Given text:
* * *

Virtualization is the process of creating a virtual version of something like computer hardware. It involves using specialized software to create a virtual or software-created version of a computing resource rather than the actual version of the same resource.
For example, a virtual computer is a computer system that exists only inside the software of another system rather than as an actual computer with its own processor and storage. Often several virtual resources can be created and used within a single non-virtual resource.
Imagine a flight simulator. One is that good enough to fool an actual pilot. The simulator would have to mimic not only the controls, but the sounds, feelings, and even smells of a real airplane cockpit. It would have to react not only to any input from the joysticks, knobs, and levers, it would also have to return the expected response to each of those things, such as being harder to turn, or generating the sound of landing gear retracting or extending.
In this case, a pilot would fly the plane the same way as a regular plane, never knowing that it wasn’t a real airplane. A virtual server works in the same way. To the operating system, the installed programs, and even the user, the virtualized server is really receiving all input and generating all responses exactly the same as a physical system, even though it is only simulated.
Regardless of the type of virtualization, this effect is achieved by installing a specialized program that mimics the exact nature of what is being virtualized. In the case of a bare metal virtualization, the virtualization simulates actual hardware, taking input, and returning data from the operating system just like it was an actual server. This mimicry goes so far as to reporting a battery status, or CPU temperature, even though only a virtual CPU exists.
The host machine is the physical hardware upon which the virtualization takes place. This machine runs the virtualization software that allows virtual machines to exist. Its physical components such as memory, storage, and processor ultimately handle the needs of the virtual machines. These resources are typically hidden or masked from the guest machines.
To produce this effect, a virtualization software, such as a hypervisor, is installed on the actual physical hardware.
The purpose of the host machine is to provide the physical computing power to the virtual machines in the form of CPU, memory, storage, and network connection.
Virtual machine (guest machine)
The software-only machine runs on the host machine within the created virtual environment. There can be multiple virtual machines running on a single host. A virtual machine need not be a computer. It is possible to virtualize various types of storage, databases, and other systems as well.

* * *

Excerpts of location labeling data:
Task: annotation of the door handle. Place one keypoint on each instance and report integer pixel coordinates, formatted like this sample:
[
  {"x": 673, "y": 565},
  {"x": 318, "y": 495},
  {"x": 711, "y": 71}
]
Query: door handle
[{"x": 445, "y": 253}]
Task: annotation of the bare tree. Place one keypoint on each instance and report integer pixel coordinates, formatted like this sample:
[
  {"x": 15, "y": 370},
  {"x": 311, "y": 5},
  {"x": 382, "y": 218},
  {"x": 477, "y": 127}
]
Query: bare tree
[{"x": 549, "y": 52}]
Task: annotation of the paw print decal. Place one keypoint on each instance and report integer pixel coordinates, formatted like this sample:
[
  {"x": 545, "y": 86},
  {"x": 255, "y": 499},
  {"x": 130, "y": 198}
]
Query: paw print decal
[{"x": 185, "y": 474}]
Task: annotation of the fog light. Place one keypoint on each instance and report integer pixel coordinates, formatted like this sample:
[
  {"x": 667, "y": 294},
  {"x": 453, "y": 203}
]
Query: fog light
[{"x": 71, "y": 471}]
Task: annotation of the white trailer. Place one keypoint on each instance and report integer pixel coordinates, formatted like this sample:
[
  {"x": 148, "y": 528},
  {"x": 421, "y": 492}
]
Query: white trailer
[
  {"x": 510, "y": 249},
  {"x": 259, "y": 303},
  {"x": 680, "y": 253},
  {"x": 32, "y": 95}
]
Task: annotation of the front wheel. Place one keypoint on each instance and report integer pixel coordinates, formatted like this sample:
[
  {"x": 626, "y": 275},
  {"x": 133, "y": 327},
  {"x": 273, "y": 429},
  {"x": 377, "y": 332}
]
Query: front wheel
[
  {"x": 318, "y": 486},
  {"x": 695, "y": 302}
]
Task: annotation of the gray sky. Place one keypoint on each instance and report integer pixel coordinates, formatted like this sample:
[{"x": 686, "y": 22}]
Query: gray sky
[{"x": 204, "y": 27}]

* * *

Task instructions:
[1] Could you edit the virtualization text between "Virtualization is the" and "the same resource.", inclusive, so that "dedicated software" takes the place of "specialized software"?
[2] Can you summarize the virtualization text in two sentences?

Answer set:
[1]
Virtualization is the process of creating a virtual version of something like computer hardware. It involves using dedicated software to create a virtual or software-created version of a computing resource rather than the actual version of the same resource.

[2] Virtualization uses specialized software to create a virtual version of a computing resource, such as a computer that exists only inside another system's software yet behaves toward its operating system, programs, and user exactly like a physical system. A physical host machine runs the virtualization software, such as a hypervisor, and supplies the CPU, memory, storage, and network connection for the virtual machines, which need not be computers.